DATASET EXCERPTS:

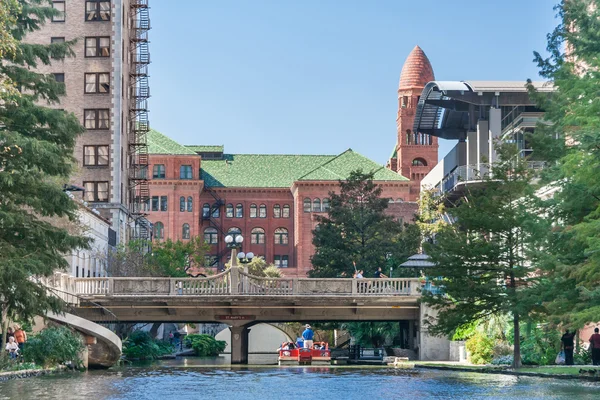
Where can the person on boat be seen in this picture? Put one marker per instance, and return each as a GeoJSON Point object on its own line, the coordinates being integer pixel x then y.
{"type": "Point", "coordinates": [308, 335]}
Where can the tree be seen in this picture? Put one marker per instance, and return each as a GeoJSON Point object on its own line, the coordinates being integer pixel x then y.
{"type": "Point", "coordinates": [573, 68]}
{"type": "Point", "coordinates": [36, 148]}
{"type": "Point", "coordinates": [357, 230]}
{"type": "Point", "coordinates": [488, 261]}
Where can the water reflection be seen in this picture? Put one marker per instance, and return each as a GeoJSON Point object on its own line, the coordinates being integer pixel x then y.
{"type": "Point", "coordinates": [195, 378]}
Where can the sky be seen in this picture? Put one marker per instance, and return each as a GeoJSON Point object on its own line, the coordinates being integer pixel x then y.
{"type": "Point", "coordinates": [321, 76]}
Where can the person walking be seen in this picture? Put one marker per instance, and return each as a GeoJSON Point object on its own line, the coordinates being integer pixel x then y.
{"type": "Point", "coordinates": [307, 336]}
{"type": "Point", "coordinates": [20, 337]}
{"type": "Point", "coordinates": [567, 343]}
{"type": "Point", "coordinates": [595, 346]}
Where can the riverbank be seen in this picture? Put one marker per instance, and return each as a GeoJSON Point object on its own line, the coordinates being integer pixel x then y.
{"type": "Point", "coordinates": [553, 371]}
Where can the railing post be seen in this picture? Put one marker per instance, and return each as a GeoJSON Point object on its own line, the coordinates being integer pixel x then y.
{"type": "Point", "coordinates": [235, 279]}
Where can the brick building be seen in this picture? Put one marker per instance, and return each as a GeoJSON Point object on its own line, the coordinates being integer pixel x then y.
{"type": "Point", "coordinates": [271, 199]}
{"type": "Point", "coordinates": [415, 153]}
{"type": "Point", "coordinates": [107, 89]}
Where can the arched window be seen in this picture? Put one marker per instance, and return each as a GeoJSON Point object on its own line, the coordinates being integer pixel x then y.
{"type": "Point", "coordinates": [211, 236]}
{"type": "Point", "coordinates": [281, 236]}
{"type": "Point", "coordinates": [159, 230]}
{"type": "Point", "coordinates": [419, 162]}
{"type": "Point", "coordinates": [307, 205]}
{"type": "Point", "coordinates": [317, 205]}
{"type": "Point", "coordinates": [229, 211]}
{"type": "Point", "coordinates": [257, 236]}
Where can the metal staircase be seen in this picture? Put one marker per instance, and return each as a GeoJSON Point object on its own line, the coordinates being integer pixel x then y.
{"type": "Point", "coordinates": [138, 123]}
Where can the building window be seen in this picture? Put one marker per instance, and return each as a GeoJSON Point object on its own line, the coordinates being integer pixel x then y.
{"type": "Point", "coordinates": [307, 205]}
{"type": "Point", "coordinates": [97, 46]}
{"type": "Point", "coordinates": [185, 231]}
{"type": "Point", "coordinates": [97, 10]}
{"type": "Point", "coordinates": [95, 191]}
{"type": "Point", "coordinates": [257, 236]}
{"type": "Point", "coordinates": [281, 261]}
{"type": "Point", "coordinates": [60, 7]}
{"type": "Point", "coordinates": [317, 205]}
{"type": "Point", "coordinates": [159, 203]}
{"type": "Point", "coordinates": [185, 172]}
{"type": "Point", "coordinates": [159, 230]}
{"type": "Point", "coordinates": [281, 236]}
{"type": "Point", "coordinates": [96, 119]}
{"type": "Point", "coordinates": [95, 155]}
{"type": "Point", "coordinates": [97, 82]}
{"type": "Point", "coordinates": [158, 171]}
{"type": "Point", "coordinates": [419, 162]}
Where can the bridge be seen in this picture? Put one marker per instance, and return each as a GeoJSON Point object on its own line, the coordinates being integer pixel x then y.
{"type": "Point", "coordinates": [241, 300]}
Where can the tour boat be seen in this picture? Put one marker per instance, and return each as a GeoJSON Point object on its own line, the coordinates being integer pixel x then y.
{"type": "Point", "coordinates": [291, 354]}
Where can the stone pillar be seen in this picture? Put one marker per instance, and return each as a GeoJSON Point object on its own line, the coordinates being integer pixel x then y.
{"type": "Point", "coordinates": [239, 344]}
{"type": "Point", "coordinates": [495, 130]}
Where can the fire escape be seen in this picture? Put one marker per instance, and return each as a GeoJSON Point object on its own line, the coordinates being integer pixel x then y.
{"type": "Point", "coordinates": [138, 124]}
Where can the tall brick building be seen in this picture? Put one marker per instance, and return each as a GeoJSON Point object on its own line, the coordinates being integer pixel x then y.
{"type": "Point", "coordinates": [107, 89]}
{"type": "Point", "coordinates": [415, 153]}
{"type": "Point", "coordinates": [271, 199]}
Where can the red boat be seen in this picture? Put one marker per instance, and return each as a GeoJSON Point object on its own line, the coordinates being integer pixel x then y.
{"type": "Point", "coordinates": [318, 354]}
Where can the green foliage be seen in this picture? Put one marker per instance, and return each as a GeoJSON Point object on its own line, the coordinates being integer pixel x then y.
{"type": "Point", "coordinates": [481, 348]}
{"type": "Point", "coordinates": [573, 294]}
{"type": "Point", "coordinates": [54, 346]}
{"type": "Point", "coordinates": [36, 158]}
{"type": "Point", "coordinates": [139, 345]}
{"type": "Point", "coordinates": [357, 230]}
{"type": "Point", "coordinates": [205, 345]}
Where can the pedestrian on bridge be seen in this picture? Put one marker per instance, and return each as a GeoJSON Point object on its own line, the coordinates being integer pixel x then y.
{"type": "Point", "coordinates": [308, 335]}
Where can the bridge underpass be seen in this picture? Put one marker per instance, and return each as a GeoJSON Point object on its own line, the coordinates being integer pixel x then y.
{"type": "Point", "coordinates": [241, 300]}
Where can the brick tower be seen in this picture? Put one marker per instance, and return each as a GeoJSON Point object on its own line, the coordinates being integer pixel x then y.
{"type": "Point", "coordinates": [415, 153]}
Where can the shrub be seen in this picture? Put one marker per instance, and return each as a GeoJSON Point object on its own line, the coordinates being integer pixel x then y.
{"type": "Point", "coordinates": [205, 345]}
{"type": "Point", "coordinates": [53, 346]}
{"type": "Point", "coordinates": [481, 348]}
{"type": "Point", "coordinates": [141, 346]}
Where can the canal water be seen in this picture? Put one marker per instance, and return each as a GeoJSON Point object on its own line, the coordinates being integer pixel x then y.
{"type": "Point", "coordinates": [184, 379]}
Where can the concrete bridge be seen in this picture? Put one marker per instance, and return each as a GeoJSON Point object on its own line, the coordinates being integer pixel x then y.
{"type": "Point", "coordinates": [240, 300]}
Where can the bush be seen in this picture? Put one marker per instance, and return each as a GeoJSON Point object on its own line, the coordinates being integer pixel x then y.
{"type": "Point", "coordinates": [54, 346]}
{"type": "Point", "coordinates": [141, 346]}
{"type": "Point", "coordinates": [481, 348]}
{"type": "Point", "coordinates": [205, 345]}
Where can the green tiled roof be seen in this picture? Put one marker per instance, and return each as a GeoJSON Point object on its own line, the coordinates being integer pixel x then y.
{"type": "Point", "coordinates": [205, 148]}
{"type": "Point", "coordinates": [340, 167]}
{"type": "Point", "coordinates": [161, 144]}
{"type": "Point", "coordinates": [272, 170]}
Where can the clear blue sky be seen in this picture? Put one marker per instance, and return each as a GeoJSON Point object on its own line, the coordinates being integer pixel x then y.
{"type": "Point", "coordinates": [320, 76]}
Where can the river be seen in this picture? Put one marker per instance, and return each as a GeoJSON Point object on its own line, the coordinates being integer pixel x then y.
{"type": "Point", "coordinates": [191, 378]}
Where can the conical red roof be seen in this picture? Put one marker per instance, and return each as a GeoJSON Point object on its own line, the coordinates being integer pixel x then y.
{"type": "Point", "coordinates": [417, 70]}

WORK TO BE COMPLETED: Render every entry above as a two-column CSV with the headers "prompt" and "markers," one row per entry, putting each entry's text and its answer in a single quoted field each and turning line breaks into spaces. Leave the pictures out.

EXERCISE SOLUTION:
prompt,markers
"Where can the person on boat be seen in this picture? Put one marker per instance, and return each as a GeoJSON Point object on its own line, the coordinates being integer pixel x then y.","{""type"": ""Point"", ""coordinates"": [308, 335]}"
"Where can the tree be seen in this picture? Put one marker per instance, and return each as a GeoJSON Point object on its own line, the coordinates being integer pixel x then y.","{""type"": ""Point"", ""coordinates"": [573, 68]} {""type"": ""Point"", ""coordinates"": [36, 148]} {""type"": ""Point"", ""coordinates"": [357, 230]} {""type"": ""Point"", ""coordinates"": [488, 261]}"
"Where can the water reflection be seen in this picture? Put one marker per instance, and return each as a GeoJSON Point object on its own line, the coordinates being integer pixel x then y.","{""type"": ""Point"", ""coordinates"": [195, 378]}"
"Where can the sky be seen in this picture? Put one marker per instance, and return each as a GeoJSON Point object on its own line, the coordinates being integer pixel x then y.","{""type"": ""Point"", ""coordinates"": [321, 76]}"
"Where can the person walking be seen in this picture? Put one marker per instance, and return each as a GeoJSON Point object on its own line, the coordinates being integer pixel x then y.","{""type"": ""Point"", ""coordinates"": [307, 336]} {""type"": ""Point"", ""coordinates"": [20, 337]} {""type"": ""Point"", ""coordinates"": [567, 343]} {""type"": ""Point"", ""coordinates"": [595, 346]}"
"Where can the riverbank be seen in this picture? Put one marker per instance, and return each as a GeoJSON Point object on its own line, the coordinates being integer pixel x then y.","{""type"": ""Point"", ""coordinates"": [553, 371]}"
"Where can the railing post be seen in this picture? Put one marker per instance, and return each as a GeoJSON Point object on its own line, the coordinates being integer pixel x then y.","{""type"": ""Point"", ""coordinates"": [235, 279]}"
"Where can the brick building be seen in this picture? Put one marker per instance, and return each as a GeoJSON Point object on its own line, the coordinates being integer pixel x then y.","{""type"": ""Point"", ""coordinates"": [271, 199]} {""type"": ""Point"", ""coordinates"": [415, 153]} {""type"": ""Point"", ""coordinates"": [107, 89]}"
"Where can the arched window be seen in this picture? Put one marker per instance, and return each as a GeoJSON Point object on its own line, the coordinates being integer pixel x then y.","{""type"": ""Point"", ""coordinates"": [211, 236]} {""type"": ""Point"", ""coordinates"": [281, 236]} {""type"": ""Point"", ""coordinates"": [159, 230]} {""type"": ""Point"", ""coordinates"": [419, 162]} {""type"": ""Point"", ""coordinates"": [307, 205]} {""type"": ""Point"", ""coordinates"": [317, 205]} {""type"": ""Point"", ""coordinates"": [229, 211]} {""type"": ""Point"", ""coordinates"": [257, 236]}"
"Where can the metal staircase be seen in this picture? Put one marker per instance, and return each as a GeoJSON Point object on its own line, the coordinates being integer pixel x then y.","{""type"": ""Point"", ""coordinates"": [138, 123]}"
"Where can the building window be seen in this picture? Put one marker per instance, and return each as a GeoJSON Point object on its own line, the coordinates being integer pixel x then y.","{""type"": ""Point"", ""coordinates"": [307, 205]} {""type"": ""Point"", ""coordinates"": [97, 46]} {""type"": ""Point"", ""coordinates"": [185, 231]} {""type"": ""Point"", ""coordinates"": [97, 10]} {""type"": ""Point"", ""coordinates"": [95, 191]} {""type"": ""Point"", ""coordinates"": [257, 236]} {""type"": ""Point"", ""coordinates"": [281, 261]} {""type"": ""Point"", ""coordinates"": [60, 7]} {""type"": ""Point"", ""coordinates"": [317, 205]} {""type"": ""Point"", ""coordinates"": [159, 203]} {""type"": ""Point"", ""coordinates"": [185, 172]} {""type"": ""Point"", ""coordinates"": [159, 230]} {""type"": ""Point"", ""coordinates"": [281, 236]} {""type"": ""Point"", ""coordinates"": [96, 119]} {""type"": ""Point"", ""coordinates"": [95, 155]} {""type"": ""Point"", ""coordinates"": [97, 82]} {""type"": ""Point"", ""coordinates"": [158, 171]} {""type"": ""Point"", ""coordinates"": [419, 162]}"
"Where can the bridge be seen in this picture? Put one marker per instance, and return each as a GeoJSON Point object on its own line, the coordinates being integer pixel x then y.","{""type"": ""Point"", ""coordinates"": [241, 300]}"
"Where can the tour boat be seen in this picture? Put one marker per instance, and return each as a GeoJSON Point object on its own line, the coordinates being integer pixel x then y.","{""type"": ""Point"", ""coordinates"": [291, 354]}"
"Where can the stone pillar be seen in this picture? Put one marker per instance, and return each as a GeoJSON Point object on its own line, the coordinates being integer pixel x then y.","{""type"": ""Point"", ""coordinates"": [239, 344]} {""type"": ""Point"", ""coordinates"": [495, 130]}"
"Where can the fire escape be seen in this picture? Put one marker per instance, and return each as a GeoJSON Point object on its own line, the coordinates being integer pixel x then y.","{""type"": ""Point"", ""coordinates"": [138, 124]}"
"Where can the tall brick building be seen in this picture? Put one marker per instance, and return each as a GeoJSON Point object on its own line, the coordinates being integer pixel x then y.","{""type"": ""Point"", ""coordinates"": [107, 89]} {""type"": ""Point"", ""coordinates"": [415, 153]} {""type"": ""Point"", ""coordinates"": [271, 199]}"
"Where can the red boat be seen in this picture? Put one marker per instance, and return each as a GeoJSON Point object on its own line, the coordinates being integer pixel x then y.","{""type"": ""Point"", ""coordinates"": [318, 354]}"
"Where can the green foliage be seen in this picture? Put one marker per instance, and return each as a GeoJSON Point object on its own line, the coordinates being integer pixel x then y.","{""type"": ""Point"", ""coordinates"": [481, 348]} {""type"": ""Point"", ""coordinates"": [573, 294]} {""type"": ""Point"", ""coordinates"": [54, 346]} {""type"": ""Point"", ""coordinates"": [36, 158]} {""type"": ""Point"", ""coordinates"": [139, 345]} {""type"": ""Point"", ""coordinates"": [357, 230]} {""type"": ""Point"", ""coordinates"": [205, 345]}"
"Where can the pedestrian on bridge be seen in this picture? Put one marker per instance, and return each as a GeoJSON Point object on its own line, the coordinates being integer pixel x then y.","{""type"": ""Point"", ""coordinates"": [308, 335]}"
"Where can the bridge underpass be seen in this picture? Put one marker per instance, and return each as a GeoJSON Point object on its own line, the coordinates being integer pixel x then y.","{""type"": ""Point"", ""coordinates"": [241, 300]}"
"Where can the brick tower be seen in this picture? Put one marker per instance, and return each as a GeoJSON Point object on its own line, the coordinates being integer pixel x then y.","{""type"": ""Point"", ""coordinates"": [415, 153]}"
"Where can the shrub be seen in this picture? Put one marker per instance, and return each as a GeoJSON Point object on its own line, the coordinates being integer pixel x then y.","{""type"": ""Point"", ""coordinates"": [205, 345]} {""type"": ""Point"", ""coordinates"": [53, 346]} {""type"": ""Point"", ""coordinates"": [481, 348]} {""type"": ""Point"", ""coordinates"": [141, 346]}"
"Where can the canal water be seen in this picture? Put one marker per instance, and return each as a GeoJSON Point object on its own line, the coordinates being integer pixel x then y.","{""type"": ""Point"", ""coordinates"": [184, 379]}"
"Where can the concrete bridge be seen in this picture? Put one marker per instance, and return each as a GeoJSON Point object on its own line, the coordinates being integer pixel x then y.","{""type"": ""Point"", ""coordinates"": [240, 300]}"
"Where can the bush be seen in this picture? Put one marker per instance, and return each as a GeoJSON Point object on its own line, the coordinates being integer pixel x then y.","{""type"": ""Point"", ""coordinates"": [54, 346]} {""type"": ""Point"", ""coordinates"": [141, 346]} {""type"": ""Point"", ""coordinates"": [481, 348]} {""type"": ""Point"", ""coordinates"": [205, 345]}"
"Where can the green tiled roof be seen in this picture? Put one marker per instance, and return each as a GeoJSON Point object on its own line, the coordinates being integer pixel x then y.","{""type"": ""Point"", ""coordinates"": [205, 148]} {""type"": ""Point"", ""coordinates"": [340, 167]} {""type"": ""Point"", ""coordinates"": [161, 144]} {""type"": ""Point"", ""coordinates"": [272, 170]}"
"Where can the clear blue sky be seen in this picture? Put one marker per instance, and return each as a GeoJSON Point object on its own line, the coordinates being integer pixel x then y.","{""type"": ""Point"", ""coordinates"": [320, 76]}"
"Where can the river be seen in this picture? Put one marker per instance, and return each as a GeoJSON Point object on its own line, the coordinates being integer pixel x then y.","{""type"": ""Point"", ""coordinates"": [191, 378]}"
"Where can the conical red roof be seen in this picture? Put one marker per instance, and return each as a GeoJSON Point object on its own line, the coordinates being integer pixel x then y.","{""type"": ""Point"", ""coordinates"": [417, 70]}"